- BRIEF
Please copy, word for word, the line that contains "Practice. For this step, pick out the race" and every line after it through the end of the records, and nothing more.

DATASET Block Start

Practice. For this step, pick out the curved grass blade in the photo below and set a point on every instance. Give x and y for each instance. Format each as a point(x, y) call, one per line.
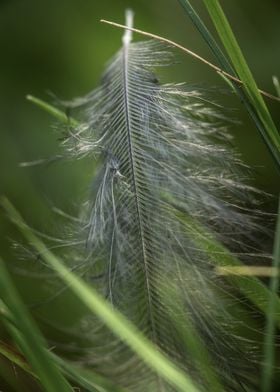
point(271, 134)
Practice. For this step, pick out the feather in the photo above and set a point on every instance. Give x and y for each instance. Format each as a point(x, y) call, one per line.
point(163, 168)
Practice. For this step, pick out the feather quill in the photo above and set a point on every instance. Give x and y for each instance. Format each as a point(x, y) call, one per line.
point(162, 169)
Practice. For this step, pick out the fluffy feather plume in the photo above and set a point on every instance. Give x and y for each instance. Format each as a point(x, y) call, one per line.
point(160, 175)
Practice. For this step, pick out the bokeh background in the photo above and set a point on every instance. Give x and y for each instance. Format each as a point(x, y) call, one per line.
point(61, 47)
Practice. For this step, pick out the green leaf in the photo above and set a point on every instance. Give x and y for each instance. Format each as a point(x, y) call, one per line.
point(272, 314)
point(249, 286)
point(270, 132)
point(114, 320)
point(28, 337)
point(226, 66)
point(53, 111)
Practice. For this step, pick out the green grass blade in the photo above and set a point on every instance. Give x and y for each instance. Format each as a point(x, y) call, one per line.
point(14, 357)
point(53, 111)
point(249, 286)
point(32, 343)
point(114, 320)
point(226, 66)
point(271, 134)
point(272, 315)
point(86, 378)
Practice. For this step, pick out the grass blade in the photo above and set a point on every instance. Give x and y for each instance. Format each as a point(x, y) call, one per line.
point(249, 286)
point(272, 314)
point(270, 132)
point(114, 320)
point(32, 344)
point(53, 111)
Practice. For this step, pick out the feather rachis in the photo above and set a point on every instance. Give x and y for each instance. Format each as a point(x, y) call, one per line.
point(157, 162)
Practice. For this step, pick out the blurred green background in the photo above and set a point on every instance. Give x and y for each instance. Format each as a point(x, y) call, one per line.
point(60, 46)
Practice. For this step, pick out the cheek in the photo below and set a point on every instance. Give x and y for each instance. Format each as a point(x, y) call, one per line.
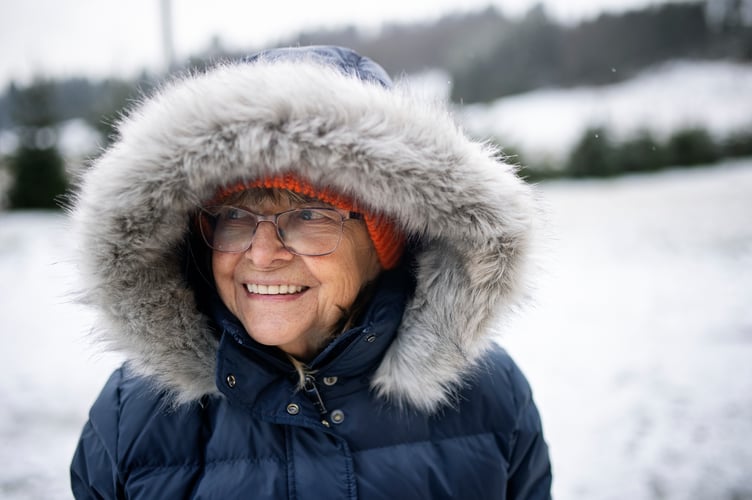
point(223, 266)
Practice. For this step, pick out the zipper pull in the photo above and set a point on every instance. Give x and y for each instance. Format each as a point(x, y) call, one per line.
point(313, 394)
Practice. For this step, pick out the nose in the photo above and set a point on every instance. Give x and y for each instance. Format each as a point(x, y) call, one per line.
point(266, 247)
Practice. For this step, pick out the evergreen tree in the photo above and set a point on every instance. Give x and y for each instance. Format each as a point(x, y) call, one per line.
point(36, 166)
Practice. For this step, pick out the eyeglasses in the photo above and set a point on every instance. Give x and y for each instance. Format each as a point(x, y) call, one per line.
point(310, 232)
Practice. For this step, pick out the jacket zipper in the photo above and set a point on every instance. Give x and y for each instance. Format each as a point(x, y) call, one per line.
point(312, 391)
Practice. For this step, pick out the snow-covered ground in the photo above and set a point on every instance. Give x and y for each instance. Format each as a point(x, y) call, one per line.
point(638, 346)
point(545, 124)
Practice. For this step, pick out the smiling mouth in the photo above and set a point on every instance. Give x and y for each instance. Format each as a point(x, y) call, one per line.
point(273, 289)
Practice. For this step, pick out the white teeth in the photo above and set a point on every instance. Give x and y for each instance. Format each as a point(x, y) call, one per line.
point(273, 289)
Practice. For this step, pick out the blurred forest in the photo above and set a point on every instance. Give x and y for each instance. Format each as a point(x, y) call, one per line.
point(486, 55)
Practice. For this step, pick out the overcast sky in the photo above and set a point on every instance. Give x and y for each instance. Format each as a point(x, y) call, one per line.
point(120, 37)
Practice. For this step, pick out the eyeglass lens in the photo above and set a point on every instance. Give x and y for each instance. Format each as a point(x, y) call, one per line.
point(303, 231)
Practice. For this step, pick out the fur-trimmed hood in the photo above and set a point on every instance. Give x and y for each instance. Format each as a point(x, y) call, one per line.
point(336, 122)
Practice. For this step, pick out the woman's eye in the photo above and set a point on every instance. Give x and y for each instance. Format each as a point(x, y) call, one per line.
point(310, 215)
point(233, 214)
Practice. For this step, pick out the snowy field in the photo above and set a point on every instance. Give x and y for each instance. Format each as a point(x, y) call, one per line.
point(545, 124)
point(638, 346)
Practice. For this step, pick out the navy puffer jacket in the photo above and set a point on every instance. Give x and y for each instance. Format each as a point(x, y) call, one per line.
point(416, 401)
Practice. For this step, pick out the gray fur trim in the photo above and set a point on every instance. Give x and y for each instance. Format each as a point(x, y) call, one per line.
point(394, 152)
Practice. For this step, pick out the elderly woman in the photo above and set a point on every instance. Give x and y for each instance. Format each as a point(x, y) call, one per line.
point(303, 265)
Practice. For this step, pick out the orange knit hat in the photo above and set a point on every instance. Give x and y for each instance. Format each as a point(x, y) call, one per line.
point(387, 239)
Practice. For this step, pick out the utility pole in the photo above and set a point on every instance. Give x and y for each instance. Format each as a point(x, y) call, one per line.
point(168, 49)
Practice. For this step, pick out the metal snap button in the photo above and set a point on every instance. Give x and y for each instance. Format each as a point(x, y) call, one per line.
point(338, 416)
point(293, 409)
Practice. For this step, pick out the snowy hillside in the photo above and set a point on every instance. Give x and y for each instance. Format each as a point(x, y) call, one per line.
point(638, 346)
point(546, 123)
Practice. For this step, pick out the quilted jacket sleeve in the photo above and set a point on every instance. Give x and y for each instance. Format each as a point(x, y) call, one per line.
point(94, 472)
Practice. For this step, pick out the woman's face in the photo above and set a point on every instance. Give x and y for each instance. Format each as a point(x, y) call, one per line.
point(292, 301)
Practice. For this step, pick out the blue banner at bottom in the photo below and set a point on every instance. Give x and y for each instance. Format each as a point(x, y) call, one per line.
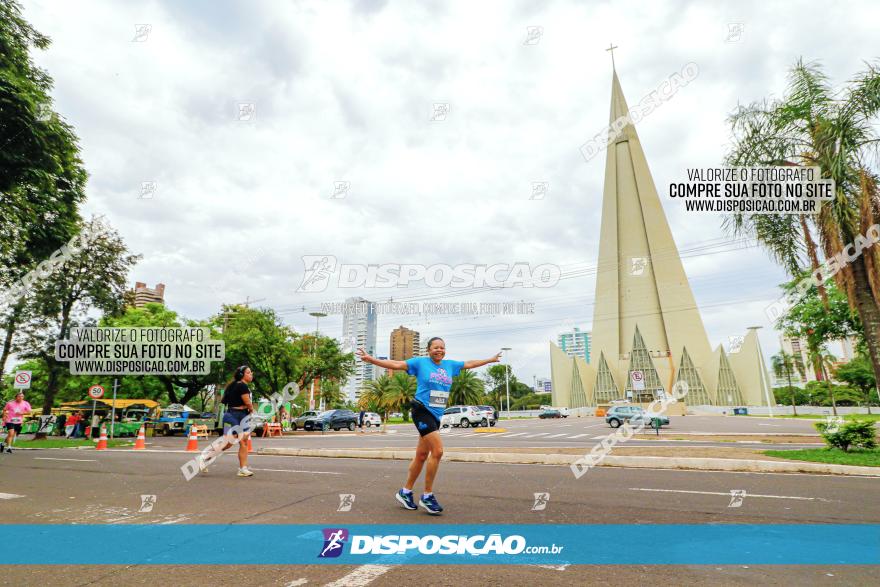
point(355, 544)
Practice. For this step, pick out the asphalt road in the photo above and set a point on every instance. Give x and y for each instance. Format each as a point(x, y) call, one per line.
point(568, 432)
point(76, 487)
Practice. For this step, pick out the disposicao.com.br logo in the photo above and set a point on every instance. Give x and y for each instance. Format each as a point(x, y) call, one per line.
point(320, 269)
point(454, 544)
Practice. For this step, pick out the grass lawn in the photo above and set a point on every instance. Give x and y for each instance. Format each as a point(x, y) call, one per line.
point(858, 457)
point(67, 443)
point(874, 417)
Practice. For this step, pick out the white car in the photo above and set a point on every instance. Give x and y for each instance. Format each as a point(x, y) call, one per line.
point(372, 419)
point(464, 416)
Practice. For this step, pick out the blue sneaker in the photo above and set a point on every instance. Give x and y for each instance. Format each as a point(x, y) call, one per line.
point(406, 500)
point(430, 504)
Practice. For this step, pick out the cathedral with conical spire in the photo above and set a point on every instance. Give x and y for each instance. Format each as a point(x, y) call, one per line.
point(647, 329)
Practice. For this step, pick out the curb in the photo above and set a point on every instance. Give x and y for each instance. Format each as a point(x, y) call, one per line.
point(700, 464)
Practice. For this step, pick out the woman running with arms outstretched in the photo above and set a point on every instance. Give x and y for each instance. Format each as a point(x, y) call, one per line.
point(434, 376)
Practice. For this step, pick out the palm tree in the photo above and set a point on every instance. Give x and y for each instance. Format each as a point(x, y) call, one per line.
point(400, 392)
point(330, 393)
point(835, 131)
point(467, 389)
point(373, 397)
point(783, 363)
point(823, 362)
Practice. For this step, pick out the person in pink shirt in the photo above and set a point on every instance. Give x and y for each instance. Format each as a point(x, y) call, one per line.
point(13, 416)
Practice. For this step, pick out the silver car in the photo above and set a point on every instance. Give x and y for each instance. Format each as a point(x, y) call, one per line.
point(300, 421)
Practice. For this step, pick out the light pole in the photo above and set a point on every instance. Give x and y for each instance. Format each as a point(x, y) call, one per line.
point(507, 381)
point(764, 383)
point(318, 316)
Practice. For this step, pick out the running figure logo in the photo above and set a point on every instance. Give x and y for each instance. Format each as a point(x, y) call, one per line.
point(147, 503)
point(318, 270)
point(346, 500)
point(541, 500)
point(736, 497)
point(334, 540)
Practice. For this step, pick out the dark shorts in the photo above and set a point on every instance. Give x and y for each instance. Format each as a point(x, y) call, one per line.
point(233, 418)
point(424, 420)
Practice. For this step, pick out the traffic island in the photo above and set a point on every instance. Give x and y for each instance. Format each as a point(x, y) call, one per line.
point(719, 461)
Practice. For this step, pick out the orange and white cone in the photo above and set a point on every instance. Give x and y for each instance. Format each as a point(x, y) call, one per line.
point(193, 444)
point(141, 442)
point(102, 441)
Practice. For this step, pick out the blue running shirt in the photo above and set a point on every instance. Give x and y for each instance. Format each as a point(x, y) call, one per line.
point(434, 381)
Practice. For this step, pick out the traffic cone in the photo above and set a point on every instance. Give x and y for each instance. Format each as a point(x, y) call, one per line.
point(193, 444)
point(102, 441)
point(141, 442)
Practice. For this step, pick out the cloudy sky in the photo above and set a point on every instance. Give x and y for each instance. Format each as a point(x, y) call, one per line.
point(346, 92)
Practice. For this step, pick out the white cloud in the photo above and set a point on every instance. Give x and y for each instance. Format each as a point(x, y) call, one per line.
point(344, 92)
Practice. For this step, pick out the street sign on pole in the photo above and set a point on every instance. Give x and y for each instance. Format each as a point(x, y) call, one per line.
point(113, 407)
point(23, 379)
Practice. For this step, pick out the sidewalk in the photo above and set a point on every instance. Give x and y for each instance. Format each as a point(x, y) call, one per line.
point(713, 459)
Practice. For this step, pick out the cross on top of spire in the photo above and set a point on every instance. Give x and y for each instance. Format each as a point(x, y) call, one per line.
point(611, 48)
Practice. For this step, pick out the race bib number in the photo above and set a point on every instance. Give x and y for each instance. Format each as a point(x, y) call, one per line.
point(438, 398)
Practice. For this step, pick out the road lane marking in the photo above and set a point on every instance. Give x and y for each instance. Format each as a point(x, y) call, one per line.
point(361, 576)
point(728, 494)
point(298, 471)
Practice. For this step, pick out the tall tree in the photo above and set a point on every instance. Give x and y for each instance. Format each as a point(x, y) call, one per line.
point(93, 278)
point(179, 389)
point(467, 389)
point(857, 373)
point(399, 394)
point(813, 125)
point(785, 365)
point(42, 180)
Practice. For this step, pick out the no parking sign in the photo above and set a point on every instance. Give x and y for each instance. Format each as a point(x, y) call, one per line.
point(23, 379)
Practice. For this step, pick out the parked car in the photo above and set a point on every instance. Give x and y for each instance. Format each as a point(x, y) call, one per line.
point(335, 419)
point(372, 419)
point(300, 422)
point(617, 415)
point(464, 416)
point(491, 409)
point(487, 415)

DATASET Block End

- RESULT FOR THIS TASK
Practice. For this step, pick out the race bib number in the photo above and set a point on every instance. Give x and y for each instance. Format each as a point(x, y) call, one per line.
point(438, 398)
Practice. For this step, pick out the road lane marking in the photo above and set a point on every instance. Give x and y for each instance. Format each as a point(x, y) call, one per line.
point(361, 576)
point(728, 494)
point(298, 471)
Practice. For this step, pick out the tall tree in the photo above and set a point on every instance. Give x and y for each instance. Format each as a point(x, y) call, one per line.
point(93, 278)
point(179, 389)
point(467, 389)
point(857, 373)
point(399, 394)
point(813, 125)
point(785, 365)
point(42, 180)
Practice. For this step, pick out the no parking sign in the photo above and set a point on every instance. Give x and y for each instance. Format each as a point(x, y) call, one per line.
point(23, 379)
Practice. For this step, pick out the parked car in the photo above and set a point on every instance. Give x and y for each instance. Format each as a point(x, y) call, one per line.
point(335, 419)
point(372, 419)
point(300, 422)
point(617, 415)
point(464, 416)
point(491, 409)
point(487, 415)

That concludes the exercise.